INSTRUCTIONS
(1) According to the text on identifying structural variation, who is credited as the first person to identify chromosomes in the context of cell division?
(2) Continue the text on identifying structural variation from paired-end sequence data, starting right after its last sentence.

TEXT SHOWN
Analytical approaches for identifying structural variation from paired-end sequence data.
The study of chromosomes and their structure dates back over a century to the work of Walther Flemming, who is considered by many to be the father of cytogenetics and is credited as the first person to identify and begin to characterize chromosomes in the context of cell division. The development of karyotyping in 1959 led to the observation that deletions and duplications of whole chromosomes were the underlying causes for certain diseases (for example, Down syndrome, Turner syndrome, and Klinefelter syndrome), and it was soon after that the first chromosomal structural rearrangement was discovered although it took over a decade later to be fully characterized as a reciprocal transfer of genetic material between chromosomes.
Since that time, there have been a number of techniques developed to interrogate the chromosomal structure of individuals thought to have genetic abnormalities. The G-banding of chromosomes allowed for a higher resolution of detected aberrations, and the development of fluorescence in situ hybridization (FISH) enabled clinicians to directly interrogate and resolve large complex aberrations. These approaches culminated in the development and application of array comparative genomic hybridization (array-CGH), which can identify much smaller imbalances than other techniques but is limited in its ability to identify balanced rearrangements. With these advancements, researchers were able to observe for the first time that many such aberrations are actually quite common between phenotypically normal individuals. We since have learned much about these copy number variants (CNVs) in terms of their mechanistic origins and potential functional impact. However, even the highest resolution array-CGH platforms have limitations in terms of what they are able to discover, and they can be confounded by many factors including repetitive regions of the genome, balanced or complex rearrangements, and smaller variants below their effective resolutions. The rapid development and expansion of high throughput, whole genome sequencing thus has the potential to bridge this final gap and identify genetic variants across all size ranges.

DATA SHOWN
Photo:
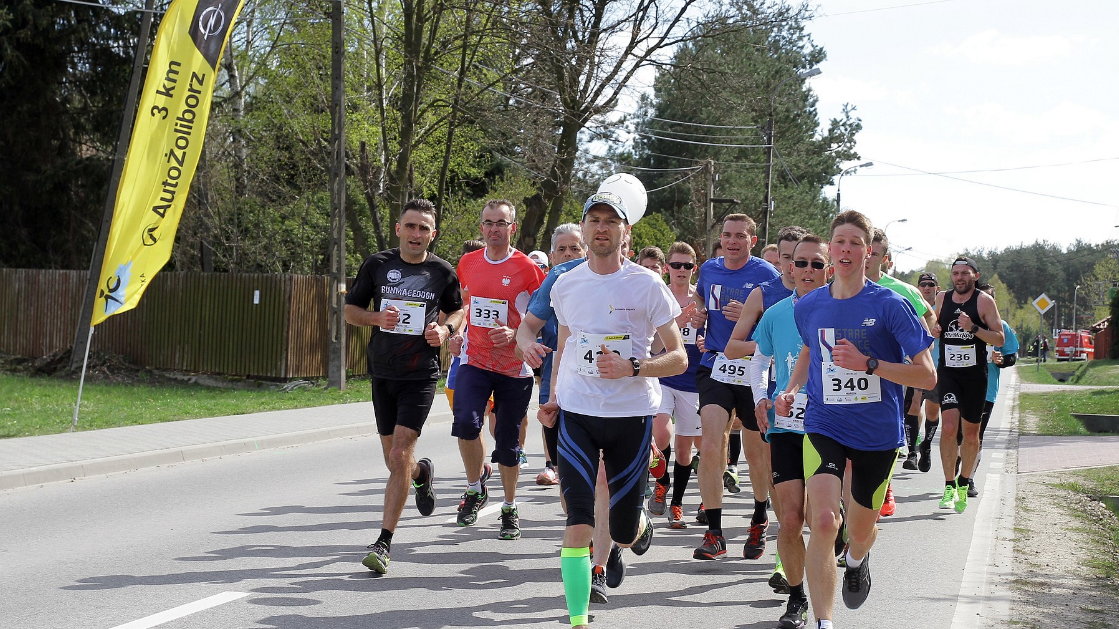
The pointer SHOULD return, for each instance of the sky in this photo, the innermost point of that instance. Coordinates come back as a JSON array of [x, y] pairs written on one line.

RESULTS FOR EACH TASK
(1) Walther Flemming

(2)
Our laboratory is focused on the discovery and analysis of structural variation (SVs) from genomic sequence data. As part of the 1000 Genomes Project and other endeavors, we have helped produce initial fine-scale maps using a variety of SV discovery approaches including: (i) paired-end mapping (or read pair analysis) based on abnormally mapped pairs of clone ends; (ii) read-depth analysis, which detects deletions and duplications through analysis of the read depth-of-coverage; (iii) split read analysis, which detects SVs by evaluating gapped sequence alignments; and (iv) sequence assembly, which enables the discovery of novel (non-reference) sequence insertions. We have examine these variants and have been able to assign particular formation mechanisms from the observed breakpoint signatures. We have also identified a number of events which potentially are directly related to particular phenotypes. Our current goals are to improve upon existing methodology in order to detect such events at a sensitivity and specificity level appropriate for use in clinical diagnostics. We are also interested in developing methods to resolve and analyze complex genomic rearrangements, defined as chromosome rearrangements made up from multiple breakpoints. Such regions confound typical analytical approaches and require the development of novel strategies to identifying the underlying chromosomal structure.